## START GIVEN RECORDS

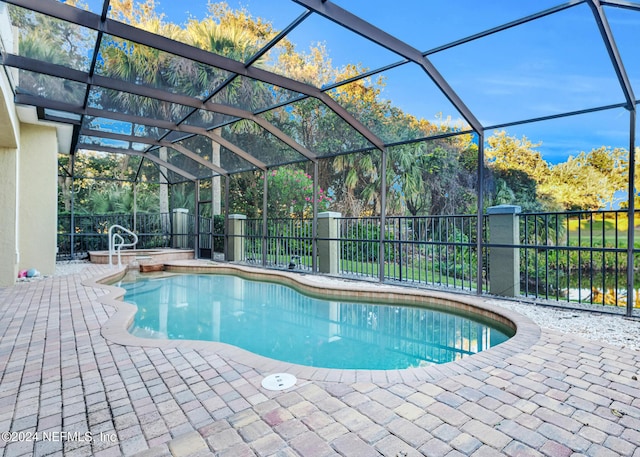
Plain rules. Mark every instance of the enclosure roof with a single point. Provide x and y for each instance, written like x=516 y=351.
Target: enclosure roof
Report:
x=244 y=100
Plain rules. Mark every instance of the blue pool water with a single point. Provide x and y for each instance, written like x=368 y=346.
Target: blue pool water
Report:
x=277 y=321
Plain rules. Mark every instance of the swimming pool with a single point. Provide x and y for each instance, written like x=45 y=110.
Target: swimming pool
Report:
x=277 y=321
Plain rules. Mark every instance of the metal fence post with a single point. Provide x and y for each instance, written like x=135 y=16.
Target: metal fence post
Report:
x=328 y=243
x=504 y=262
x=180 y=228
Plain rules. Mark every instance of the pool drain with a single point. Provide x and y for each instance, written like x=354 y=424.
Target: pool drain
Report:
x=279 y=381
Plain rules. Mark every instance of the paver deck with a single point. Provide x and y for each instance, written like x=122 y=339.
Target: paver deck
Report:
x=85 y=395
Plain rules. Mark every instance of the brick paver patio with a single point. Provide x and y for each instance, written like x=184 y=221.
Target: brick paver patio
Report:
x=86 y=395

## END GIVEN RECORDS

• **WHAT YOU HAVE TO DO**
Format every line of the records above as a numbered list, skipping blank lines. Leave the pictures out of your answer.

• **OUTPUT FOR THIS EXERCISE**
1. Plain rules. Mark every instance of the enclosure roof with a single point. Provide x and y for each instance, written like x=516 y=351.
2. Target: enclosure roof
3. Report:
4. x=244 y=100
5. Plain rules. Mark every instance of the blue pool water with a single point. Provide x and y for each instance, written like x=368 y=346.
6. Target: blue pool water
7. Report:
8. x=277 y=321
9. Plain rules. Mark every instance of the swimming pool with a single point. Provide x and y for each instance, written like x=45 y=110.
10. Target: swimming pool
11. Report:
12. x=277 y=321
13. Plain rules. Mark every instance of the metal fence post with a single point. Provide x and y for each instance, written like x=135 y=16.
14. Target: metal fence post
15. Report:
16. x=328 y=243
17. x=504 y=262
18. x=180 y=228
19. Plain rules. Mark every instance of the pool drain with a single point. Provide x and y for each instance, written like x=354 y=424.
20. Target: pool drain
21. Report:
22. x=279 y=381
23. Plain rules. Mark every instance of the paver deck with a single point. Provide x and y for each instance, written like x=122 y=339.
24. Target: paver deck
25. Report:
26. x=85 y=395
27. Plain rules. Mark every instance of the brick paver patio with a single point. Provide x and y for each instance, written like x=184 y=221.
28. Target: brick paver patio
29. Report:
30. x=86 y=395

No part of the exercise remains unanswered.